_Text segment_

○ ○ ○ ○

In another corner there was some employee bustle around the area of what looked like Cantillon's original beer filter system. Not too far from this were some stainless steel vessels sitting amongst a deep red liquid spilled on the floor. I suspect some Kriek was being produced via the addition of fresh Morello cherries around the time of my visit.

Looked like Kriek, smelled like Kriek!
Not a torture device, but a 19th century plate-based filtration system
The output window of the filter as "fresh" beer passes through to a transfer vessel

In full, bottle-labeling swing

Judging by the grunt responses, I don't think he cared for me taking pictures of him working...oh, well!
The brewery has the typical production and brewing equipment, but what is especially interesting (and completely unique from almost all other brew houses) about Cantillon was the koelschip and barrel room. The koelschip looked as if it were crammed into the tiny attic space above the brewery itself, where the beer collects its difficult to control, batch-unique wild yeast from the air.

Koelschip attic space

The large copper koelschip crammed into the small room
Tucked away in the dark, damp second floor is the barrel room, which houses the large oak barrels where the beer is aged and conditioned over the course of several years. This is where the beer passes through many stages of complexity and truly becomes a one-of-a-kind species.

The amount of cob webs on, around, above and below these barrels not only signifies how long the beer has been resting dormant, but also are a deliberate protective barrier against pest insects, since use of insecticides is strictly barred for fear of altering taste. As a visitor, breaking these webs or killing spiders in the beer house is extremely frowned upon. The brewers and their eight-legged friends have a nicely balanced partnership at Cantillon, don't mess with it.



Oak

Once filled, the barrels aren't capped for 3-4 days for risk of explosion from the violent fermentation.

Aging cellar

"Time does not respect what is done without him."  (Thanks Google Translate)

○ ○ ○ ○

_Exercise prompt_
Reproduce the Cantillon brewery text word for word, beginning at the words "In another corner" and stopping after the words "of my visit.". The rows below the Cantillon brewery text are separate material with no connection to it.

(Natural-language descriptions of regions)
○ ○ ○ ○

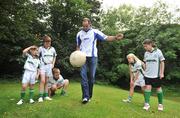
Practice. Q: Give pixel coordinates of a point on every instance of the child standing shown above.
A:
(57, 82)
(136, 75)
(47, 55)
(154, 72)
(30, 72)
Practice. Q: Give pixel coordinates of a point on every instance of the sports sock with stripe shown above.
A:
(147, 94)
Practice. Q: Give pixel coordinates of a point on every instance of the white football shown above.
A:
(77, 58)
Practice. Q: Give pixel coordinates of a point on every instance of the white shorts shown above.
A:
(46, 70)
(57, 84)
(140, 82)
(29, 77)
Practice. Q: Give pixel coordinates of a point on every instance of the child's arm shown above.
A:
(131, 74)
(137, 75)
(53, 63)
(25, 51)
(37, 75)
(143, 65)
(162, 66)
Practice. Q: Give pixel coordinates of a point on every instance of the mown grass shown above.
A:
(106, 103)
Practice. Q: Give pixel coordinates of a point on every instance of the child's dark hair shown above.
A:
(149, 41)
(55, 70)
(46, 38)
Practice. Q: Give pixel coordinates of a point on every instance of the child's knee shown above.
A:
(159, 89)
(66, 82)
(24, 86)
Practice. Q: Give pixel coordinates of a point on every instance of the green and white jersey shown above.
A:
(47, 55)
(137, 66)
(152, 60)
(54, 81)
(31, 63)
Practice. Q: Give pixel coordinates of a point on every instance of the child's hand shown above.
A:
(161, 76)
(119, 36)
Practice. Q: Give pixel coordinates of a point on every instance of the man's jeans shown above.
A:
(88, 80)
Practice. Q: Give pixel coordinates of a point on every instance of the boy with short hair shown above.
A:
(47, 55)
(57, 82)
(30, 72)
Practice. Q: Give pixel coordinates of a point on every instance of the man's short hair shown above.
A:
(87, 19)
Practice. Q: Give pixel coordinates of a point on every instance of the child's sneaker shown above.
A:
(85, 100)
(63, 93)
(160, 107)
(20, 102)
(48, 98)
(40, 99)
(127, 100)
(31, 101)
(146, 106)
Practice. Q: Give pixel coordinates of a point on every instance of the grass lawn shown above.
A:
(106, 103)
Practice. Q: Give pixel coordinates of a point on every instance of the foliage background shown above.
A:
(24, 22)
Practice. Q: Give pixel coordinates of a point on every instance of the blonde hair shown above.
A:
(55, 70)
(134, 57)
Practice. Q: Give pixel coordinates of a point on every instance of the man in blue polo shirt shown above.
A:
(86, 42)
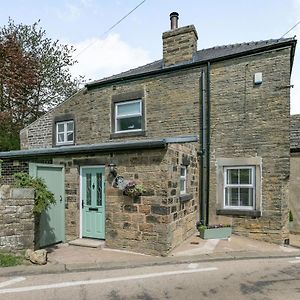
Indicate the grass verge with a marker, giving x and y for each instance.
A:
(10, 260)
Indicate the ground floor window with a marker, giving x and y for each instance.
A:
(239, 187)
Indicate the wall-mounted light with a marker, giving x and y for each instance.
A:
(112, 169)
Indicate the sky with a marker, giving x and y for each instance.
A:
(137, 40)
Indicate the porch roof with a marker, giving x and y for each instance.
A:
(103, 147)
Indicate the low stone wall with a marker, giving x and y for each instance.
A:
(16, 218)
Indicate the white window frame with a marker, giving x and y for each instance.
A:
(127, 116)
(252, 185)
(65, 132)
(183, 178)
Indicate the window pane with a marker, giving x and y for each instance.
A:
(182, 185)
(132, 123)
(70, 126)
(60, 137)
(70, 137)
(128, 109)
(232, 176)
(246, 197)
(88, 189)
(232, 196)
(99, 189)
(245, 176)
(60, 127)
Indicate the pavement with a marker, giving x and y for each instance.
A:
(71, 258)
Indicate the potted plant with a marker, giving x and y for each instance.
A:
(133, 189)
(216, 231)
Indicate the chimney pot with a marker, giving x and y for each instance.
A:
(174, 16)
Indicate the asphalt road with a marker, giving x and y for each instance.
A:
(239, 279)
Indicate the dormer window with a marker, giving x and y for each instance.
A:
(128, 116)
(65, 132)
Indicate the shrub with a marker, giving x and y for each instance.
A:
(42, 196)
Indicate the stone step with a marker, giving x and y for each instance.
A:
(85, 242)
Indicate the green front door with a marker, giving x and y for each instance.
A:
(93, 202)
(52, 220)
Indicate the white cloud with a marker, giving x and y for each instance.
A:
(98, 58)
(69, 12)
(295, 80)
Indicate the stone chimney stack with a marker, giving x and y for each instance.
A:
(179, 44)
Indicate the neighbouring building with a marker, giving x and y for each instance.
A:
(206, 132)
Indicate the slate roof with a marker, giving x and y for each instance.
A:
(202, 56)
(295, 132)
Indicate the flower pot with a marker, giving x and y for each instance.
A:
(215, 233)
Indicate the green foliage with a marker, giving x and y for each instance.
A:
(10, 260)
(42, 198)
(34, 77)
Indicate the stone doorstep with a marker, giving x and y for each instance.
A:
(85, 242)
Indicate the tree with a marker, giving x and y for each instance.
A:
(34, 77)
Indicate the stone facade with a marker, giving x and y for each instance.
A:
(16, 219)
(155, 222)
(171, 110)
(246, 122)
(253, 121)
(294, 203)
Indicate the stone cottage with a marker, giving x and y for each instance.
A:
(206, 132)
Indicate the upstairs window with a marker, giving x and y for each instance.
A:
(239, 187)
(65, 132)
(128, 116)
(182, 181)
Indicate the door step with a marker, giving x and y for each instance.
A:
(91, 243)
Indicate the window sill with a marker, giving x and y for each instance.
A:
(64, 144)
(127, 134)
(239, 212)
(185, 197)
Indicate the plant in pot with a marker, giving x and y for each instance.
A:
(132, 189)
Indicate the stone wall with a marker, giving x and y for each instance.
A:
(154, 223)
(16, 218)
(253, 121)
(171, 105)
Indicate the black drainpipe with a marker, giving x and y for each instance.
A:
(204, 144)
(208, 140)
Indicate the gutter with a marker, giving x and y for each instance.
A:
(98, 148)
(204, 144)
(106, 147)
(291, 43)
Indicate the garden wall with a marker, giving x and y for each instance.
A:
(16, 218)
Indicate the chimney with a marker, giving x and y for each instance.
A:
(174, 20)
(179, 44)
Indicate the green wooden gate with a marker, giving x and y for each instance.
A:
(52, 223)
(93, 202)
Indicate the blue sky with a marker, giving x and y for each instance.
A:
(137, 40)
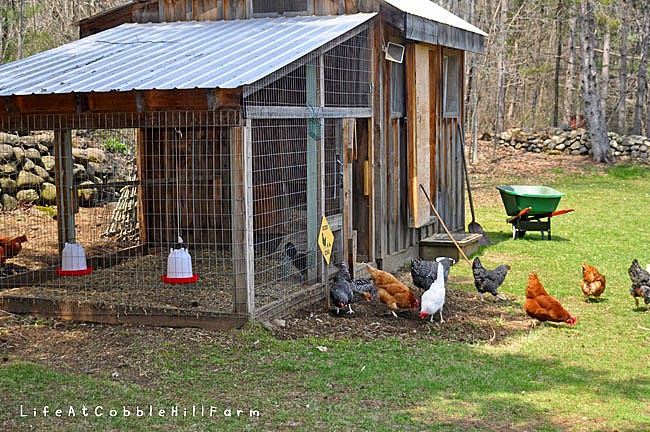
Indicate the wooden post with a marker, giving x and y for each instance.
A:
(313, 179)
(241, 192)
(65, 198)
(349, 142)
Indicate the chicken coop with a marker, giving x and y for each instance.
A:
(226, 134)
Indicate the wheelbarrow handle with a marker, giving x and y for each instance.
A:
(555, 213)
(520, 214)
(559, 212)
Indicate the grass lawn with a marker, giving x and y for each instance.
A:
(591, 377)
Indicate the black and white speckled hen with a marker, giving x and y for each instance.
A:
(489, 280)
(341, 292)
(640, 282)
(424, 273)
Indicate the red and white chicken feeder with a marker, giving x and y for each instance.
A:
(73, 261)
(179, 266)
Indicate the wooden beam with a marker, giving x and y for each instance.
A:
(241, 192)
(121, 102)
(69, 310)
(349, 138)
(313, 169)
(272, 112)
(64, 180)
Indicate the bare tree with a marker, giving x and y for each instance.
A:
(642, 80)
(591, 94)
(499, 118)
(621, 105)
(607, 38)
(570, 77)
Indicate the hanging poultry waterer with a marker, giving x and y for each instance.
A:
(73, 261)
(179, 267)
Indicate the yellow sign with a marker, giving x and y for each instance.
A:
(326, 239)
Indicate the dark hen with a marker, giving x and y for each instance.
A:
(424, 273)
(341, 292)
(640, 282)
(365, 288)
(489, 280)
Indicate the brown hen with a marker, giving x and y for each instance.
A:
(393, 293)
(543, 307)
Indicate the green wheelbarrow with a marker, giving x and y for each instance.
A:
(530, 208)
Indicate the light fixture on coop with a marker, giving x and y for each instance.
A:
(179, 261)
(73, 261)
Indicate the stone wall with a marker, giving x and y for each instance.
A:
(27, 169)
(576, 142)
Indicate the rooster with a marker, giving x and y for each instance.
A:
(433, 299)
(640, 283)
(10, 247)
(593, 283)
(424, 272)
(341, 292)
(392, 292)
(543, 307)
(489, 280)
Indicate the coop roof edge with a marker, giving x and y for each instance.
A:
(179, 55)
(425, 21)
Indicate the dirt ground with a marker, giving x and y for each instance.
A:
(102, 349)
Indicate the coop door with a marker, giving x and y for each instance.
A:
(421, 111)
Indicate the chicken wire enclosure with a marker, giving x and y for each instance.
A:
(132, 190)
(343, 69)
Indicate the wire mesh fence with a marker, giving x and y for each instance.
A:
(149, 186)
(239, 200)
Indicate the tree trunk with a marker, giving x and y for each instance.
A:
(605, 72)
(591, 94)
(622, 75)
(641, 78)
(569, 85)
(501, 73)
(558, 57)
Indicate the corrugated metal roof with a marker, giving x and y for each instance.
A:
(433, 12)
(179, 55)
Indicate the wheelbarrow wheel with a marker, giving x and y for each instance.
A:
(516, 233)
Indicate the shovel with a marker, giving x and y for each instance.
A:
(473, 227)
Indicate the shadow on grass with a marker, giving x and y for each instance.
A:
(514, 388)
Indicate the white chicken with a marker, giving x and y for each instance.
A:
(433, 299)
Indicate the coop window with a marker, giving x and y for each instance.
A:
(347, 73)
(451, 85)
(279, 6)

○ ○ ○ ○

_Result of the exercise_
In another corner there was some employee bustle around the area of what looked like Cantillon's original beer filter system. Not too far from this were some stainless steel vessels sitting amongst a deep red liquid spilled on the floor. I suspect some Kriek was being produced via the addition of fresh Morello cherries around the time of my visit.